* **TASK DIRECTIONS**: Reproduce the records below, starting with the line containing "locate the bridge" and going on through the line containing "357 327 626 417", with the requests included. Scale every box coordinate in the answers by 0.35, rounding each to a whole number with halves rounded up.

* **RECORDS FOR THIS EXERCISE**:
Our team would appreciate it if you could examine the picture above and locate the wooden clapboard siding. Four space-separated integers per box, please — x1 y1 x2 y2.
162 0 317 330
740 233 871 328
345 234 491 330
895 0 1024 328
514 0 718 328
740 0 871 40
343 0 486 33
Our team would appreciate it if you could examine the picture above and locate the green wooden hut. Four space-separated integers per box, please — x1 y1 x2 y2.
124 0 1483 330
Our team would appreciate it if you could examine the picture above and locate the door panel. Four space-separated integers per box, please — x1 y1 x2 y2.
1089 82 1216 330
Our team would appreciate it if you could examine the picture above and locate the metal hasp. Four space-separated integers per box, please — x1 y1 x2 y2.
---
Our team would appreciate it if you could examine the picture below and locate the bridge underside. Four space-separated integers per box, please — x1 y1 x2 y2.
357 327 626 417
* * *
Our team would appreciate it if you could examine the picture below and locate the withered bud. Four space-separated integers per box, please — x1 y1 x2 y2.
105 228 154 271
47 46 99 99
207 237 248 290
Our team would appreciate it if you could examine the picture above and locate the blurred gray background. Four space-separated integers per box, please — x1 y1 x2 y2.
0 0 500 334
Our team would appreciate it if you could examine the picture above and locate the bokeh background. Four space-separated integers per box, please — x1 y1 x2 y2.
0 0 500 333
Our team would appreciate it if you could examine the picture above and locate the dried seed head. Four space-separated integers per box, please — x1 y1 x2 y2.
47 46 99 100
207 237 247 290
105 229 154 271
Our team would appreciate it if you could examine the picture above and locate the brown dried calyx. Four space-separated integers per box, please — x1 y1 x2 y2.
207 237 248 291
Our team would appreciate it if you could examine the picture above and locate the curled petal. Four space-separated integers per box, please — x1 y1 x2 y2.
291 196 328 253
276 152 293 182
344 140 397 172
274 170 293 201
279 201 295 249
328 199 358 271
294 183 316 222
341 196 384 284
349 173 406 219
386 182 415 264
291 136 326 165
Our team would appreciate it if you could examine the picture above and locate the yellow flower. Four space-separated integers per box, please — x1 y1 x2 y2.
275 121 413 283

* **SOLUTION BELOW**:
Our team would appreciate it if you could examine the picture below and locate the bridge underside. Four space-separated integers per box, please — x1 y1 x2 y2.
125 114 219 146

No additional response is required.